_About this exercise_. Nothing but the data, repeated exactly, belongs in the answer.

Saved entries:
#####

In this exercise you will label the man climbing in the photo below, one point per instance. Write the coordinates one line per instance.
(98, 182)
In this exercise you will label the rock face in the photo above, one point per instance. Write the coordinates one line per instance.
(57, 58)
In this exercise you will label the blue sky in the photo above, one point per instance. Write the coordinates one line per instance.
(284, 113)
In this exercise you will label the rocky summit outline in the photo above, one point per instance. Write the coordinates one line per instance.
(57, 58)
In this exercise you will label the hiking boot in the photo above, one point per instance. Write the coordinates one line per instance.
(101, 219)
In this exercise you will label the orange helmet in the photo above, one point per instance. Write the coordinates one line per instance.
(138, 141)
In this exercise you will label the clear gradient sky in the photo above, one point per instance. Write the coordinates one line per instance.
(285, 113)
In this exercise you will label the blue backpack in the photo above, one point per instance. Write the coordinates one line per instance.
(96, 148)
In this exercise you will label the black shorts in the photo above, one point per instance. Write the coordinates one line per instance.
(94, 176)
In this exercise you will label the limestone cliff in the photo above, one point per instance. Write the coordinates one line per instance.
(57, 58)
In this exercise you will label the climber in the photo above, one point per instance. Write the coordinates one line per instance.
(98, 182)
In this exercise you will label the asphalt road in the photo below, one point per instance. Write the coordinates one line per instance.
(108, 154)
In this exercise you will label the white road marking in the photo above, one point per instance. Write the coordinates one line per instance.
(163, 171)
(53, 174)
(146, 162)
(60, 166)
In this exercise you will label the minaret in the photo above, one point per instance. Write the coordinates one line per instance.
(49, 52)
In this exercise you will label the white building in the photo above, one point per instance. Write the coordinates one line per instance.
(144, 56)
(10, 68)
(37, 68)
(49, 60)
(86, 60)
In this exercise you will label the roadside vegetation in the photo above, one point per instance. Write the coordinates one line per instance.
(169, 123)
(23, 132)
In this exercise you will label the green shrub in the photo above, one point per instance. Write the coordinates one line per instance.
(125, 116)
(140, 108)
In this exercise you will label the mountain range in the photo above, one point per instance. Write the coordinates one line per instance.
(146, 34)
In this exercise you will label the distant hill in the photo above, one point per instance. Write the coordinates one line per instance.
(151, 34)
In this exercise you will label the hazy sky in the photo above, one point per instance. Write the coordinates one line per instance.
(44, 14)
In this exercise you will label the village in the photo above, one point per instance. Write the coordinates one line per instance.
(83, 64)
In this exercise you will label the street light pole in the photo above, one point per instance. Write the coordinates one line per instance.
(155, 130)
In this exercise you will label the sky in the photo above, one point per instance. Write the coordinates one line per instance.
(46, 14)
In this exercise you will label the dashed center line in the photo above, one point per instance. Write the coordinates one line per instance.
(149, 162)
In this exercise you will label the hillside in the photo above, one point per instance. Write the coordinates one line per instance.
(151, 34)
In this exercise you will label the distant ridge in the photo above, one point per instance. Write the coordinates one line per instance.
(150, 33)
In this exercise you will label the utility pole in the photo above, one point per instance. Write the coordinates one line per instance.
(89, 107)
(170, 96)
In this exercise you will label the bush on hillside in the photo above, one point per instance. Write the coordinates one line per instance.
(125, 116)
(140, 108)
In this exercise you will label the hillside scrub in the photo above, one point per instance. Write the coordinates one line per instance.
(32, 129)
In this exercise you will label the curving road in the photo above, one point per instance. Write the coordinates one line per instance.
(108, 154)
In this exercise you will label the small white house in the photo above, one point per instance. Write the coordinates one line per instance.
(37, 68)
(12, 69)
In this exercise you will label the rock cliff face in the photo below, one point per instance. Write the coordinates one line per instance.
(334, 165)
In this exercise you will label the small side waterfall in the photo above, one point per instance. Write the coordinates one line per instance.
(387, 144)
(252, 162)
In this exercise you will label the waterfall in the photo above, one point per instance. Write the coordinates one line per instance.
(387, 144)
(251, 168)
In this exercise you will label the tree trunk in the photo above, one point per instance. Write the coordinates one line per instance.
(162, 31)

#####

_Reply to the task_.
In this exercise you will label the man climbing in the photo below, one point per instance. Write the coordinates one line per instance.
(98, 182)
In this exercise you will label the rock face in the photo above, one point per instance. Write the coordinates one line per instance.
(57, 58)
In this exercise you will label the blue sky in the photo above, one point per instance. Write the coordinates one line per instance.
(284, 113)
In this exercise you will label the rocky summit outline in the photo above, one point per instance. Write the coordinates one line per instance.
(57, 58)
In this exercise you will label the hiking boot in the photo above, one point per instance. Write the coordinates one line per instance.
(101, 219)
In this exercise you will label the orange helmet in the photo above, one point per instance. Write the coordinates one line per instance.
(138, 141)
In this exercise you will label the clear gradient sky in the photo above, one point per instance. Write the coordinates one line per instance.
(285, 113)
In this exercise you will label the blue backpack in the photo above, one point per instance. Write the coordinates one line per instance.
(96, 148)
In this exercise you will label the black shorts in the photo above, one point per instance. Write the coordinates one line per instance.
(94, 176)
In this exercise you will label the limestone cliff in the photo above, one point per instance. Write the coordinates one line per instance.
(57, 58)
In this exercise you will label the climber in the photo above, one point per instance. Write the coordinates one line per instance.
(98, 182)
In this exercise you will label the asphalt road in the photo below, one point per instance. Write the coordinates one line per instance.
(108, 154)
In this exercise you will label the white road marking in the photo above, one point per instance. Write the coordinates one line per instance.
(163, 171)
(53, 174)
(146, 162)
(60, 166)
In this exercise you will label the minaret in the photo above, one point per instance. Write the coordinates one line per instance.
(49, 52)
In this exercise you will label the white building in the photo above, one point per instance. Write the coordinates one line per instance.
(144, 56)
(10, 68)
(37, 68)
(49, 60)
(86, 60)
In this exercise you will label the roadside vegetation in the photo above, one point per instance. Write the coordinates one line per instance.
(169, 123)
(23, 132)
In this exercise you will label the green shrub in the photo above, one point per instance. Write the coordinates one line per instance.
(125, 116)
(140, 108)
In this exercise you will label the mountain range in the photo above, one point per instance. Write the coordinates one line per instance.
(146, 34)
In this exercise you will label the distant hill in the photo above, one point per instance. Write the coordinates one line per instance.
(151, 34)
In this exercise you will label the hazy sky in the photo above, one point per instance. Write the coordinates one line per instance.
(44, 14)
In this exercise you will label the village in the photo above, one point per instance. Write the coordinates one line per instance.
(83, 64)
In this exercise you will label the street light pole in the photo above, one point per instance. Write the coordinates one line per instance.
(155, 130)
In this exercise you will label the sky in the photo above, one point per instance. Write the coordinates one line per instance.
(46, 14)
In this exercise you will label the dashed center line in the photo above, one point per instance. Write the coordinates one line per instance.
(149, 162)
In this exercise you will label the hillside in the photo above, one point per instance. Write the coordinates one line per instance.
(151, 34)
In this exercise you will label the distant ridge in the photo above, one point per instance. Write the coordinates one line per instance.
(150, 33)
In this exercise you will label the utility pole in the photo above, one point per instance. Write the coordinates one line per instance.
(89, 107)
(170, 96)
In this exercise you will label the bush on hillside in the photo above, one point per instance. Write the coordinates one line per instance.
(125, 116)
(140, 108)
In this exercise you will label the hillside scrub in the photo above, one point per instance. Write the coordinates one line per instance.
(32, 129)
In this exercise you will label the curving road in the photo above, one point per instance. Write the coordinates one line per instance.
(108, 154)
In this exercise you will label the small white house in the photo above, one point per instance. Write the coordinates one line per instance.
(37, 68)
(12, 69)
In this exercise you will label the rock cliff face in the photo below, one point per instance. Write the coordinates one line per instance.
(334, 165)
In this exercise you will label the small side waterfall in the photo above, one point per instance. Write the coordinates one line per instance.
(387, 144)
(252, 162)
In this exercise you will label the waterfall in the photo above, one point per instance. Write the coordinates one line per instance.
(387, 144)
(251, 168)
In this exercise you will label the tree trunk in the photo above, one point per instance. Write the coordinates one line per instance.
(162, 31)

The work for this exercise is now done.